**TEXTO PROPORCIONADO**
El transeúnte que pasa por la puerta de ese negocio y más aún quien entra en él, se percata rápidamente del reducido espacio en el que tres operarios trabajan en medio de “esqueletos” de máquinas de escribir, cada uno detrás de su pequeño escritorio cuyos cajones guardan cientos de diminutas piezas que habrán de servir algún día.

Unos minutos bastan para que desarme cada máquina que llega a sus manos, unas horas son suficientes para repararla, y la vida no alcanza para gozar la satisfacción de ver cada obra terminada que sale del “Servicio Montero”, alrededor de 150 máquinas de escribir cada mes, y durante una temporada alta, hasta 300, o más, señaló.

Hay tres temporadas altas al año. “Los médicos vienen a reparar sus máquinas de escribir, o a comprar una restaurada, durante su Internado, Residencia, o Especialidad. La necesitan para apuntes y recetas que requieren caligrafía clara y legible, por eso una máquina pequeña les ayuda y facilita el trabajo”, explicó el entrevistado.

Los ingresos económicos se han visto mermados en los últimos años, ante la desaparición de las empresas que fabricaban las máquinas de escribir. Para colmo, el taller de mecanografía ya desapareció de las escuelas secundarias del país, lo que vino a impactar negativamente en la venta y reparación de esas herramientas escolares”, dijo Jiménez.

“La máquina de escribir es en ciertas oficinas y consultorios médicos como una sartén en la cocina, donde si bien hay hornos de microondas y otros aparatos vanguardistas, nada como la sartén tradicional para preparar un buen par de huevos fritos”, como lo mencionó el entrevistado, en una analogía que refleja todo el valor y permanencia de las máquinas.

Los cuatro artífices saben que Eliphalet Remington creó la primera máquina de escribir comercial, en los albores del siglo XIX, en Nueva York. “Luego de obtener fama con sus máquinas de coser, la empresa E. Remington and Sons compró en 1872 los derechos de una máquina de escribir de la firma Sholes and Glidden, ideada por Christopher Sholes.

Esa máquina generó una revolución en el hecho cotidiano de escribir, dejando lápices y plumas a un lado, pues el novedoso artefacto muy pronto ocupó sitios privilegiados en el interior de todo tipo de negociaciones alrededor del mundo, aunque desde 1714 se habían realizado numerosos intentos por crear una máquina que escribiera de manera mecánica.

De voz templada y segura, rostro serio pero amable, y amplio vocabulario que le permite expresar sus ideas con claridad, Marcial Jiménez Rodríguez nació hace 58 años en esta ciudad. Hace 39 se inició en el oficio y hoy es uno de los pocos artistas de su tipo no sólo en la Ciudad de Mé6xico, sino del país, donde hay menos de 100.

**TAREAS**
1) Extrae del texto sobre el taller de máquinas de escribir el fragmento que comienza con "El transeúnte que" y llega hasta "servir algún día.".
2) Según el texto sobre el taller de máquinas de escribir, ¿cuántas temporadas altas hay al año?
3) Continúa el texto sobre el taller de máquinas de escribir a partir de su última oración.
Los datos que siguen proceden de otra fuente.

**DATOS PROPORCIONADOS**
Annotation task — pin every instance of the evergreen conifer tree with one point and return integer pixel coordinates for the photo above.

**RESULTADOS DEL EJERCICIO**
1)
El transeúnte que pasa por la puerta de ese negocio y más aún quien entra en él, se percata rápidamente del reducido espacio en el que tres operarios trabajan en medio de “esqueletos” de máquinas de escribir, cada uno detrás de su pequeño escritorio cuyos cajones guardan cientos de diminutas piezas que habrán de servir algún día.

2) Hay tres temporadas altas al año.

3)
“En el Centro Histórico de la Ciudad de México somos no más de 15 maestros, eso significa que se trata de un oficio en vías de extinción porque por un lado, las generaciones de hoy ocupan equipos de computación, y por otro, todas las fábricas de máquinas de escribir ya cerraron, consecuentemente, las refacciones tampoco se fabrican”, dijo.

Hasta la década de los 90 era relativamente fácil comprar una máquina nueva y hallar las refacciones que hicieran falta, mientras que hoy ya no hay máquinas nuevas y las piezas de refacción literalmente ya no existen. “Ante esa circunstancia y para poder ofrecer el servicio que el público exige, muchas veces aquí mismo fabricamos las piezas faltantes. Una reparación promedio cuesta 350 pesos”.

Ante el cierre de todas las fábricas de máquinas de escribir, por el “boom” de las tabletas, laptops y computadoras de escritorio, y debido a que los jóvenes en la actualidad poco interés tienen por aprender el oficio, y conocer la enorme ingeniería aplicada a las máquinas, “ya hablamos de que reparar máquinas de escribir es un arte”.

Alejandro, Roberto y Salvador Montero García, así como Marcial Jiménez, tienen en su local un “deshuesadero” de máquinas de escribir, arsenal de refacciones que permite seguir adelante en el negocio que les inculcó el tío Ruperto García Hernández, pero que con el devenir de los años ha pasado a ser una difícil actividad artesanal.

Los aparadores y mostradores del “Servicio Montero” ofrecen máquinas de escribir tanto mecánicas como eléctricas y electrónicas, pero también cajas fuertes, relojes checadores y otros objetos afines. “Las rentas son caras en el centro de la ciudad, y diversificamos el negocio para cubrir los gastos; el amor al arte no da para comer”, concluyó.